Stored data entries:
+---+

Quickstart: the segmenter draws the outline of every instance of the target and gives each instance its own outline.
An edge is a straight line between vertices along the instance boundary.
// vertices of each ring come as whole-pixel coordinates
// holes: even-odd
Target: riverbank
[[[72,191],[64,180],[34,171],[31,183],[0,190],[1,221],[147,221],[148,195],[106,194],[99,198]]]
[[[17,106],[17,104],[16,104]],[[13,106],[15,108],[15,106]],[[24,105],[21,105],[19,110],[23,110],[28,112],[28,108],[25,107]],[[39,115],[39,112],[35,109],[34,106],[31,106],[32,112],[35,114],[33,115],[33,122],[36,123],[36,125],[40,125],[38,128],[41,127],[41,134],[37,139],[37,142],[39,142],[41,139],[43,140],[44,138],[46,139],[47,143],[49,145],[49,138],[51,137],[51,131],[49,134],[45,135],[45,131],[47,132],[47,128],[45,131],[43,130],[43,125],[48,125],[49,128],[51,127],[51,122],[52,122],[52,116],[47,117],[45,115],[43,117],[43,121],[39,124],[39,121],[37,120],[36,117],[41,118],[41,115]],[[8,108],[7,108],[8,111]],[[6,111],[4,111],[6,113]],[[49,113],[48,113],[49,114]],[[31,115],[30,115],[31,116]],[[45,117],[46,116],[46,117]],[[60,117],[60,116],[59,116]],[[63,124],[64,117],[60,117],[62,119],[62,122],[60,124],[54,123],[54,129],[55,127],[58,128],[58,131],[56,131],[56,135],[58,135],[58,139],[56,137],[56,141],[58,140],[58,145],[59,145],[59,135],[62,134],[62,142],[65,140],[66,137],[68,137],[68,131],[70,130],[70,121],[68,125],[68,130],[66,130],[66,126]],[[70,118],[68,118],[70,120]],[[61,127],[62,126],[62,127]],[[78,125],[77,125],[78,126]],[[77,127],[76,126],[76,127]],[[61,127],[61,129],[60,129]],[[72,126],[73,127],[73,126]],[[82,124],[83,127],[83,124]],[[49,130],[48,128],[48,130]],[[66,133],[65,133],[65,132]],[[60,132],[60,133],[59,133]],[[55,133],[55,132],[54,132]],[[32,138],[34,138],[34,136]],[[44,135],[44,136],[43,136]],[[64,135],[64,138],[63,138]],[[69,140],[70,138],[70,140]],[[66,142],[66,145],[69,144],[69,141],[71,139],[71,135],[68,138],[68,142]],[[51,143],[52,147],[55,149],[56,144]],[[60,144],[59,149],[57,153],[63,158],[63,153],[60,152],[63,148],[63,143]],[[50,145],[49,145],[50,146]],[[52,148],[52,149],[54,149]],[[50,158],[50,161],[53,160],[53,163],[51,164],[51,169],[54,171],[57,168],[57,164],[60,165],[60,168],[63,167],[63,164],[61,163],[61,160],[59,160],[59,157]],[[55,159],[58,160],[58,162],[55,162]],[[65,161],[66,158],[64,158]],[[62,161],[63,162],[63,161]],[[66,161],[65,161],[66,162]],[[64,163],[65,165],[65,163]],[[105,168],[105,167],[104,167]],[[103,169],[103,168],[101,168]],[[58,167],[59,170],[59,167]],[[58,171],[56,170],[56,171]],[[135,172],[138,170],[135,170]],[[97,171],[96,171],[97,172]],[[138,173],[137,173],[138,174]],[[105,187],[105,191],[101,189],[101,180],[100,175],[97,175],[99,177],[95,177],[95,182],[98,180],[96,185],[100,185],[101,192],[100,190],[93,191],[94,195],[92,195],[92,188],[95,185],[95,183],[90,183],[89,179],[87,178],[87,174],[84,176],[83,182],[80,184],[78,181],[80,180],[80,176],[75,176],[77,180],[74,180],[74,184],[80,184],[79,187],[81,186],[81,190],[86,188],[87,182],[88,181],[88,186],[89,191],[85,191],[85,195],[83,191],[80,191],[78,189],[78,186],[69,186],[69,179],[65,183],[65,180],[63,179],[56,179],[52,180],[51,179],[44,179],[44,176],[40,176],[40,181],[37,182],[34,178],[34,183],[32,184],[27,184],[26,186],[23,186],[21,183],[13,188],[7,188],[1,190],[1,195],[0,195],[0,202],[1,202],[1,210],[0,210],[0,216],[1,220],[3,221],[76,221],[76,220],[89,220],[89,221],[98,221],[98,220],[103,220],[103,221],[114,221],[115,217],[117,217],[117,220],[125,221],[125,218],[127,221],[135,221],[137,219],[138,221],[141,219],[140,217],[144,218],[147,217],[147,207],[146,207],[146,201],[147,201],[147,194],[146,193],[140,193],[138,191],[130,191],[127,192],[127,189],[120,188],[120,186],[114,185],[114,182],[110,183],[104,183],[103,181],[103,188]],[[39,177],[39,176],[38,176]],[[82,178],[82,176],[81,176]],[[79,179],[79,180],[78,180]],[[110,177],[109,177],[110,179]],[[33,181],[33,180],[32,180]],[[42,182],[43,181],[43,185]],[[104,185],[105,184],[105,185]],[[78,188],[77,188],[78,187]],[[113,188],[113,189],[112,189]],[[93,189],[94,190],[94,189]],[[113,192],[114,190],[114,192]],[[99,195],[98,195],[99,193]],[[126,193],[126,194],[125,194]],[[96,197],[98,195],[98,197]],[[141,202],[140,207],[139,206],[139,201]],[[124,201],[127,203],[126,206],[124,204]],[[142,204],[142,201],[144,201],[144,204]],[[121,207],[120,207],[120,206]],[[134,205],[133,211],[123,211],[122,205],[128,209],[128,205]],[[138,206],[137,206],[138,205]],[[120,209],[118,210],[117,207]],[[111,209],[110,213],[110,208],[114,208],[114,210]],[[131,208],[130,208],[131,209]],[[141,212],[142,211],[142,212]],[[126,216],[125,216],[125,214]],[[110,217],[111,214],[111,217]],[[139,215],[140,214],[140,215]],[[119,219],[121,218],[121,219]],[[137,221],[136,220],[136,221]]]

+---+

» Task prompt:
Transcribe the records in full, so that each line reads exactly as before.

» Solution to this problem:
Quickstart: the segmenter draws the outline of every instance of the target and gives each instance its own outline.
An edge is a straight line between vertices along the instance boundary.
// vertices of each ring come as whole-pixel coordinates
// holes: even-odd
Target: riverbank
[[[72,191],[64,180],[34,171],[31,183],[0,190],[1,221],[147,221],[148,195],[106,194],[99,198]]]
[[[17,106],[17,104],[16,104]],[[13,106],[15,108],[15,106]],[[24,105],[21,105],[19,110],[23,110],[28,112],[28,108],[25,107]],[[39,115],[39,112],[35,109],[34,106],[31,106],[32,112],[35,114],[33,115],[33,122],[36,123],[36,125],[40,125],[38,128],[41,127],[41,134],[37,139],[37,142],[39,142],[41,139],[43,140],[44,138],[46,139],[47,143],[49,145],[49,138],[51,137],[51,131],[49,134],[45,135],[45,131],[47,132],[47,128],[45,131],[43,130],[43,125],[48,125],[49,128],[51,127],[51,122],[52,122],[52,116],[47,117],[45,115],[43,117],[43,121],[39,124],[39,121],[37,120],[36,117],[41,118],[41,115]],[[8,108],[7,108],[8,111]],[[6,111],[4,111],[6,113]],[[49,113],[48,113],[49,114]],[[31,115],[30,115],[31,116]],[[45,117],[46,116],[46,117]],[[60,117],[60,116],[59,116]],[[63,124],[64,117],[60,117],[62,119],[62,122],[60,124],[54,123],[54,129],[55,127],[58,128],[58,131],[56,131],[56,135],[58,135],[58,139],[56,137],[56,141],[58,140],[58,145],[59,145],[59,135],[62,134],[62,142],[65,140],[66,137],[68,137],[68,131],[70,130],[70,121],[68,125],[68,130],[66,130],[66,126]],[[70,118],[68,118],[70,120]],[[61,127],[62,126],[62,127]],[[78,125],[77,125],[78,126]],[[77,127],[76,126],[76,127]],[[61,127],[61,129],[60,129]],[[72,126],[73,127],[73,126]],[[82,124],[83,127],[83,124]],[[49,130],[48,128],[48,130]],[[66,133],[65,133],[65,132]],[[60,132],[60,133],[59,133]],[[55,133],[55,132],[54,132]],[[32,138],[34,138],[34,136]],[[44,135],[44,136],[43,136]],[[64,135],[64,138],[63,138]],[[69,140],[70,138],[70,140]],[[66,142],[66,145],[69,144],[69,141],[71,139],[71,135],[68,138],[68,142]],[[51,143],[52,147],[55,149],[56,144]],[[60,144],[59,149],[57,153],[63,158],[63,153],[60,152],[63,148],[63,143]],[[50,145],[49,145],[50,146]],[[52,148],[52,149],[54,149]],[[50,158],[50,161],[53,160],[53,163],[51,164],[51,169],[54,171],[57,168],[57,164],[60,165],[60,168],[63,167],[63,164],[61,163],[61,160],[59,160],[59,157]],[[55,159],[58,160],[58,162],[55,162]],[[65,161],[66,158],[64,158]],[[62,161],[63,162],[63,161]],[[66,161],[65,161],[66,162]],[[64,163],[65,165],[65,163]],[[105,168],[105,167],[104,167]],[[103,169],[103,168],[101,168]],[[58,167],[59,170],[59,167]],[[58,171],[56,170],[56,171]],[[135,172],[138,170],[135,170]],[[97,171],[96,171],[97,172]],[[138,173],[137,173],[138,174]],[[105,187],[105,191],[101,189],[101,180],[100,175],[97,175],[99,177],[95,177],[95,182],[98,180],[96,185],[100,185],[101,192],[100,190],[93,191],[94,195],[92,195],[92,188],[95,185],[95,183],[90,183],[89,179],[87,178],[87,174],[84,176],[83,182],[80,184],[78,181],[80,180],[80,176],[75,176],[77,180],[74,180],[74,184],[80,184],[79,187],[81,186],[81,190],[86,188],[87,182],[88,181],[88,186],[89,191],[85,191],[85,195],[83,191],[80,191],[78,189],[78,186],[69,186],[69,179],[65,183],[65,180],[63,179],[56,179],[52,180],[51,179],[44,179],[44,176],[40,176],[40,181],[37,182],[34,178],[34,183],[32,184],[27,184],[26,186],[23,186],[21,183],[13,188],[7,188],[1,190],[1,195],[0,195],[0,202],[1,202],[1,210],[0,210],[0,216],[1,220],[3,221],[76,221],[76,220],[89,220],[89,221],[98,221],[98,220],[103,220],[103,221],[114,221],[115,217],[117,217],[117,220],[125,221],[125,218],[127,221],[135,221],[137,219],[138,221],[141,219],[140,217],[144,218],[147,217],[147,207],[146,207],[146,201],[147,201],[147,194],[146,193],[140,193],[138,191],[130,191],[127,192],[127,189],[120,188],[120,186],[114,185],[114,182],[110,183],[104,183],[103,181],[103,188]],[[39,177],[39,176],[38,176]],[[82,178],[82,176],[81,176]],[[79,179],[79,180],[78,180]],[[110,177],[109,177],[110,179]],[[33,181],[33,180],[32,180]],[[42,182],[43,181],[43,185]],[[104,185],[105,184],[105,185]],[[78,188],[77,188],[78,187]],[[113,188],[113,189],[112,189]],[[93,189],[94,190],[94,189]],[[113,192],[114,190],[114,192]],[[99,195],[98,195],[99,193]],[[126,193],[126,194],[125,194]],[[96,197],[98,195],[98,197]],[[141,202],[140,207],[139,206],[139,201]],[[124,201],[127,203],[126,206],[124,204]],[[142,204],[142,201],[144,201],[144,204]],[[121,207],[120,207],[120,206]],[[134,205],[133,211],[123,211],[122,205],[128,209],[128,205]],[[138,206],[137,206],[138,205]],[[120,209],[118,210],[117,207]],[[111,209],[110,213],[110,208],[114,208],[114,210]],[[131,208],[130,208],[131,209]],[[141,212],[142,211],[142,212]],[[126,216],[125,216],[125,214]],[[110,217],[111,214],[111,217]],[[139,215],[140,214],[140,215]],[[119,219],[121,218],[121,219]],[[137,221],[136,220],[136,221]]]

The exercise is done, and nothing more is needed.